OBJECTIVE A ::
Could you return everything in the whisky lunch passage from "And so the smoked" down to "Caroline and Vicki.", keeping the wording identical?

** START DOCUMENT EXCERPT **

And so the smoked salmon was brought in, and the rigours of the morning began in earnest. I'm not entirely sure quite how to describe it all without sounding a bit smug, so I'll just say that it was bloody fantastic, and massive thanks to the chefs and waiters at Mews of Mayfair as well as Caroline and Vicki.

Best of all though was the chance to sit down with a group of people who seriously, properly love whisky and nerd out to my
heart's content. Unfortunately, due to normal dining table conditions, there were only a few people within 'chatting' distance but over the hour such topics reared their head as the shape of Penderyn's stills, the growth of spirits industries outside of whisky and - as a wine-man by trade I had to force it in somewhere - terroir's existence or lack thereof. I also asked Caroline why duty free bottles are usually litres rather than 700ml, something I've always wondered. Turns out its just to let them offer better value for money to customers. Should probably have guessed that really; don't know why I thought there'd be some special mysterious reason...I'm just a fanciful fellow I suppose.

** END DOCUMENT EXCERPT **

OBJECTIVE B ::
Which lines of the records contain the string "bicycle"? Select each of them and copy it out in full.

** START MATERIALS PROVIDED **

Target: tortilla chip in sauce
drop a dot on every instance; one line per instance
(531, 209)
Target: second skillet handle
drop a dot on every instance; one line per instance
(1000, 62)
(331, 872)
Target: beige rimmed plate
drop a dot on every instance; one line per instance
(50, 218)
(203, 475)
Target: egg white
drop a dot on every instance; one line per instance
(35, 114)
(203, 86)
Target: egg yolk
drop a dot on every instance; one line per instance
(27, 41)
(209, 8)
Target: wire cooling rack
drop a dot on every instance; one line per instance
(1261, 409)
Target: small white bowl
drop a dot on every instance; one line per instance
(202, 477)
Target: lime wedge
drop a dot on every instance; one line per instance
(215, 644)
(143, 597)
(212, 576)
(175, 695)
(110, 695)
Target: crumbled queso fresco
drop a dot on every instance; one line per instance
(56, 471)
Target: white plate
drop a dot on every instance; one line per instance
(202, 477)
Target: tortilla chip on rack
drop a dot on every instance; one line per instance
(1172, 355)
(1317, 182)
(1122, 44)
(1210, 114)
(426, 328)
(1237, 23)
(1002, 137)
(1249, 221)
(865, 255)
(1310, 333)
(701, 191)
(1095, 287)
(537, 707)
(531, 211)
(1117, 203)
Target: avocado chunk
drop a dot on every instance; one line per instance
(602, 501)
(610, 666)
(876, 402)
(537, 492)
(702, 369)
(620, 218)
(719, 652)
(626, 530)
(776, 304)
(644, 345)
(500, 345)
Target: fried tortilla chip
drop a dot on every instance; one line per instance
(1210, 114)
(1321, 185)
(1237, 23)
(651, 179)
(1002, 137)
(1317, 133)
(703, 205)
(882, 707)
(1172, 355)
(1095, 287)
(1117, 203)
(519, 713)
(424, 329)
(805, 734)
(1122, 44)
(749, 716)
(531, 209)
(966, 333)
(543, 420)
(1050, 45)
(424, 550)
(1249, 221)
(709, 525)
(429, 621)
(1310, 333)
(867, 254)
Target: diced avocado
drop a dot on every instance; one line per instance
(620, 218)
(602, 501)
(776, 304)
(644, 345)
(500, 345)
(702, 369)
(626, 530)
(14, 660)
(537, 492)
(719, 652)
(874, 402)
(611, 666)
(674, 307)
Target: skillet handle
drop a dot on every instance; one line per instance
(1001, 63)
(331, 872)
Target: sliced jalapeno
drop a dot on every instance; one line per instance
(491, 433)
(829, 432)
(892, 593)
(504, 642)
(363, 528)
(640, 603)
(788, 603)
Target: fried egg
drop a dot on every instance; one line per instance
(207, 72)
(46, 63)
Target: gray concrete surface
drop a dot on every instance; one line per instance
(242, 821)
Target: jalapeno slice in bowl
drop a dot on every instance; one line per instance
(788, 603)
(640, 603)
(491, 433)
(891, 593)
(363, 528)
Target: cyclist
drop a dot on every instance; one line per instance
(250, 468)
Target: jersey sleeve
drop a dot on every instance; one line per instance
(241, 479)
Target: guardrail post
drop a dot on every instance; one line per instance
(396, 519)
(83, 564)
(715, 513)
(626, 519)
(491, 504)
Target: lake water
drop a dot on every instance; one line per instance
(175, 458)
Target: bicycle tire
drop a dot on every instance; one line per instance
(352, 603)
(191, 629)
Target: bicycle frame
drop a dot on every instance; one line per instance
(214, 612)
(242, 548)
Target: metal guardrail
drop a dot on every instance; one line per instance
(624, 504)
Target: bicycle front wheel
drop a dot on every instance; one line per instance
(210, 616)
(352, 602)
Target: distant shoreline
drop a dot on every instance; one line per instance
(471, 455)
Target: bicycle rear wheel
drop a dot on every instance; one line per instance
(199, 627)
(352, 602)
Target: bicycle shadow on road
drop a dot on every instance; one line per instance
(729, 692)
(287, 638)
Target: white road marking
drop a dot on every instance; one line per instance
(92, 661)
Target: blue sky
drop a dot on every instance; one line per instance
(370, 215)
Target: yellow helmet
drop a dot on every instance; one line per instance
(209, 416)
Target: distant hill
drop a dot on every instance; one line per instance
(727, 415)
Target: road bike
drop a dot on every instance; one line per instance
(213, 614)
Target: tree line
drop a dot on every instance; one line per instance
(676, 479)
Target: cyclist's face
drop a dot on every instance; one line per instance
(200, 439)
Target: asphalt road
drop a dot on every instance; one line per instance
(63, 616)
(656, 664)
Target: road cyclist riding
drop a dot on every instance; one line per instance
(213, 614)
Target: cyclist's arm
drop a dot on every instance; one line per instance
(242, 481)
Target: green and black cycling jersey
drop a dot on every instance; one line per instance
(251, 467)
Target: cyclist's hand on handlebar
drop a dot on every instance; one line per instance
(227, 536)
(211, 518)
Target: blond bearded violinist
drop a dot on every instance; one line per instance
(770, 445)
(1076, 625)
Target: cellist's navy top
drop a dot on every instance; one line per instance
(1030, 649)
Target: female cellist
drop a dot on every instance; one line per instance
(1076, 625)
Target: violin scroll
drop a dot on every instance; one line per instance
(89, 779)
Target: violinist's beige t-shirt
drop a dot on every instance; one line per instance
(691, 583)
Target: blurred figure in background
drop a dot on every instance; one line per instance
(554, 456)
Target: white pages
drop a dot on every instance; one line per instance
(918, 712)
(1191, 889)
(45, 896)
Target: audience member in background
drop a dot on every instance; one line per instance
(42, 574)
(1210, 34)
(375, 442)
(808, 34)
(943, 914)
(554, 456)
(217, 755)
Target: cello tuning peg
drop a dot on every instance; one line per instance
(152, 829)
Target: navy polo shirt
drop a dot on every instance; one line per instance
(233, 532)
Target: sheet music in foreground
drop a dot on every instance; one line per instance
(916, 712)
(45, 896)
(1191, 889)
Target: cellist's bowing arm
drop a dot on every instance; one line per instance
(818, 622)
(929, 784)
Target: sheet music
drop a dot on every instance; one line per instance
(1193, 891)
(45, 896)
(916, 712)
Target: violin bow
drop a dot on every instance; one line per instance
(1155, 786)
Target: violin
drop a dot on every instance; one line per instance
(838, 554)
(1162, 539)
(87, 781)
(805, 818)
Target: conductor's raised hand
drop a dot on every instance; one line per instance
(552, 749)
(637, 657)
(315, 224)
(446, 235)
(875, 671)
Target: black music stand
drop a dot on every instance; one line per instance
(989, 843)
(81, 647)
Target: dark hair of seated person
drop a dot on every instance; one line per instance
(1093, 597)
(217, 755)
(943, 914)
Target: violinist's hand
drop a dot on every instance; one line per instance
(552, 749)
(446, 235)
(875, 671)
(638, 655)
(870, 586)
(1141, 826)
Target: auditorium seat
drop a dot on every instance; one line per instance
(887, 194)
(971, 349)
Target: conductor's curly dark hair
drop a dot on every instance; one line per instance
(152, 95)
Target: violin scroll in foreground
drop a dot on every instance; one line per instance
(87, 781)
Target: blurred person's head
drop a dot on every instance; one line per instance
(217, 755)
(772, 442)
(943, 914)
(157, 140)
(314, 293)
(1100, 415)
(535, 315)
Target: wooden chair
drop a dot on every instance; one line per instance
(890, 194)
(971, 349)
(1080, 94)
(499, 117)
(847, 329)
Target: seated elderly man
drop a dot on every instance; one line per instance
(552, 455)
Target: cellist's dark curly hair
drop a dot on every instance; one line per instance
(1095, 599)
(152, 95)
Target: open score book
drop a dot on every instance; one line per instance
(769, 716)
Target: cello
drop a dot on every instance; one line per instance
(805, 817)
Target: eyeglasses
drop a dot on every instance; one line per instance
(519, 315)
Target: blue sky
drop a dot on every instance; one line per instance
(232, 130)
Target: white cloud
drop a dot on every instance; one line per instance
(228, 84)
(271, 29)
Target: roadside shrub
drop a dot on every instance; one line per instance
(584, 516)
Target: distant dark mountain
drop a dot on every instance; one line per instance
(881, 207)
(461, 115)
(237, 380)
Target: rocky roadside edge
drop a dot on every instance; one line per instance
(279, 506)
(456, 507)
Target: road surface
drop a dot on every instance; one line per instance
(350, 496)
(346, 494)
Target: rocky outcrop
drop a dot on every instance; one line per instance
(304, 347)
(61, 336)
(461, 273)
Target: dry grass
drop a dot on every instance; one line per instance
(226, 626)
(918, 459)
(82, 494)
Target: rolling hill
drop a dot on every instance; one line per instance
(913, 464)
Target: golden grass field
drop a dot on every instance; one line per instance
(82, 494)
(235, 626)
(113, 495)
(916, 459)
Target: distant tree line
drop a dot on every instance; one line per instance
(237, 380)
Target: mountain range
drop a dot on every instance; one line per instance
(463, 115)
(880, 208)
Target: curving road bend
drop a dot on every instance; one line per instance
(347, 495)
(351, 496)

** END MATERIALS PROVIDED **

TASK OUTPUT A ::
And so the smoked salmon was brought in, and the rigours of the morning began in earnest. I'm not entirely sure quite how to describe it all without sounding a bit smug, so I'll just say that it was bloody fantastic, and massive thanks to the chefs and waiters at Mews of Mayfair as well as Caroline and Vicki.

TASK OUTPUT B ::
Target: bicycle tire
Target: bicycle frame
Target: bicycle front wheel
Target: bicycle rear wheel
Target: bicycle shadow on road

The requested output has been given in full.